(Beginning of The input)
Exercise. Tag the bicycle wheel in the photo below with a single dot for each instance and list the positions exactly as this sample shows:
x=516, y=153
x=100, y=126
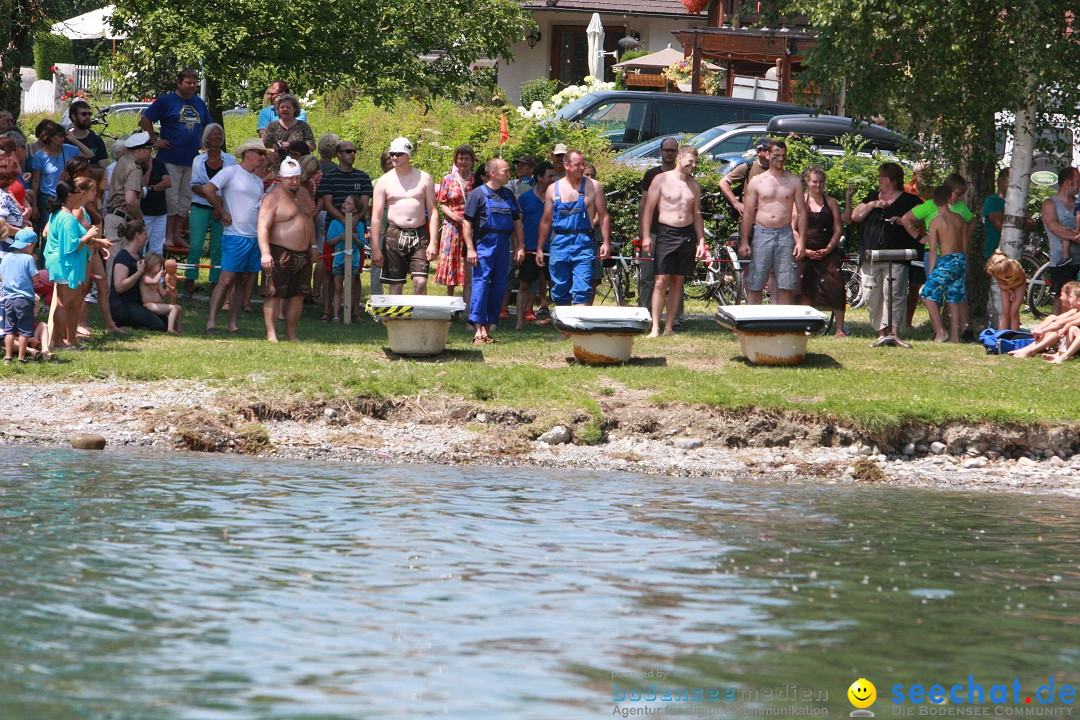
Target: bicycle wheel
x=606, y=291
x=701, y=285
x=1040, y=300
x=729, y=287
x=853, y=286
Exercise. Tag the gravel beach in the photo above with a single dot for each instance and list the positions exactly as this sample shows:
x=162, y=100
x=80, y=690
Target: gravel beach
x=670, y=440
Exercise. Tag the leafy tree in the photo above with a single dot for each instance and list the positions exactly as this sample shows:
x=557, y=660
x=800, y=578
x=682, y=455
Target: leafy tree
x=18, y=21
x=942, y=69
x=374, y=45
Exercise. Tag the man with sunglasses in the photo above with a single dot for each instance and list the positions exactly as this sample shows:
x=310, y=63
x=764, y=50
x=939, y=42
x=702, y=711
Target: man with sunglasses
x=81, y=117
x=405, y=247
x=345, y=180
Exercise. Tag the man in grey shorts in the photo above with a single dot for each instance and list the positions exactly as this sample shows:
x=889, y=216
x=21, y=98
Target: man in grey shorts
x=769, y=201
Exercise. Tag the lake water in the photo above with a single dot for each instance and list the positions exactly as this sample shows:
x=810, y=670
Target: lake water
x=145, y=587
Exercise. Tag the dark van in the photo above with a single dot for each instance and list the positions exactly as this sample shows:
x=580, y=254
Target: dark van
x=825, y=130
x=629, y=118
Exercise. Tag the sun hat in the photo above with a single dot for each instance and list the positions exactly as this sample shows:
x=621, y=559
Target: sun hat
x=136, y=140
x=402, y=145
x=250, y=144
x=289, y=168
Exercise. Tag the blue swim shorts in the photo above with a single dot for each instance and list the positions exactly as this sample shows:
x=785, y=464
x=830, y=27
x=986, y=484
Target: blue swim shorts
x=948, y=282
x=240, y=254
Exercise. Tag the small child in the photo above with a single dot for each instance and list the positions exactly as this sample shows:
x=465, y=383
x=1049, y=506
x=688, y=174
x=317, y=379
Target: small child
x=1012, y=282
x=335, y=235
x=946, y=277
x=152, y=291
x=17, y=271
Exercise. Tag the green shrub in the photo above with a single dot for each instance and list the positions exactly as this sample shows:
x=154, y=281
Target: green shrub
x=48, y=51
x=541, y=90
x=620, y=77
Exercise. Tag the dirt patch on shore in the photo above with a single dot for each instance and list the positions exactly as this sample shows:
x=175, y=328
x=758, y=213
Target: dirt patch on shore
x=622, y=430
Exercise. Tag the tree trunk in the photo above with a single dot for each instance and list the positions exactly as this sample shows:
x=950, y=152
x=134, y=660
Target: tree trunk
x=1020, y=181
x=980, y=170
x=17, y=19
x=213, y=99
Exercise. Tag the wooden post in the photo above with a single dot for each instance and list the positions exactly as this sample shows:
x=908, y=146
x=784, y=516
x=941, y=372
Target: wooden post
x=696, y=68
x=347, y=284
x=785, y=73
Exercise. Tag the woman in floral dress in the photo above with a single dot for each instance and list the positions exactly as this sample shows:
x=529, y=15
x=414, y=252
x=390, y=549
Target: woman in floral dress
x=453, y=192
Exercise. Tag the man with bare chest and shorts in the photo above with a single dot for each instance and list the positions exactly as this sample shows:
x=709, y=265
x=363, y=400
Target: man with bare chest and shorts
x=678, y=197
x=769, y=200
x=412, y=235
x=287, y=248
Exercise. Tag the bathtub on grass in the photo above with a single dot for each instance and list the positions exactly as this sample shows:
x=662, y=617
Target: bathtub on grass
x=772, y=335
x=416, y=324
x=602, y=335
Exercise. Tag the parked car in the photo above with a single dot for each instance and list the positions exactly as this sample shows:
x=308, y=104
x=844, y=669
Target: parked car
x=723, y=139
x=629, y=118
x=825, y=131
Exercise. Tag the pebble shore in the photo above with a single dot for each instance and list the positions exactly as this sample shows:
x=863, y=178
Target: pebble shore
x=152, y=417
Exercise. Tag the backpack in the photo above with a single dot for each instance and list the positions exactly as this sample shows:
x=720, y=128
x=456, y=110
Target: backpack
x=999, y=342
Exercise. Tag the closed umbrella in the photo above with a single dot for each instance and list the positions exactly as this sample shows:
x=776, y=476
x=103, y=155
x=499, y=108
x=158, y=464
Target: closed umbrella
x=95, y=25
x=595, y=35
(End of The input)
● To do
Retype, exactly and only, the lines running from the one with "x=414, y=252" through the final line of the listing above.

● Exercise answer
x=414, y=252
x=390, y=549
Target: woman in floral dress
x=453, y=192
Exercise. Tag the man with bare chest and shorts in the photo above with a single dot for each instance and list the positions exactly as this sample shows:
x=709, y=265
x=363, y=400
Target: man with bare chest and shorts
x=678, y=197
x=769, y=200
x=412, y=235
x=287, y=248
Exercise. Tag the bathtub on grass in the photo above with a single dot for each instance and list the positions exactly as this sample shows:
x=662, y=617
Target: bathtub on grass
x=772, y=335
x=416, y=324
x=602, y=335
Exercise. Tag the parked car in the photo above with a single dot for each instance and list the positions exactly as this sample shows:
x=308, y=104
x=844, y=669
Target: parked car
x=723, y=139
x=629, y=118
x=825, y=131
Exercise. Tag the pebble shore in the photo above with a single dot for each instance and list the positions exactly as this sample shows:
x=863, y=178
Target: pebble shore
x=152, y=417
Exercise. Tag the backpack in the photo above with a single dot for each instance and list the positions exactly as this sample shows:
x=720, y=128
x=456, y=110
Target: backpack
x=999, y=342
Exercise. Tag the closed umbrella in the photo above with a single dot for each instance and list the positions exactly as this sample shows:
x=776, y=476
x=103, y=155
x=499, y=108
x=158, y=464
Target: closed umbrella
x=95, y=25
x=595, y=35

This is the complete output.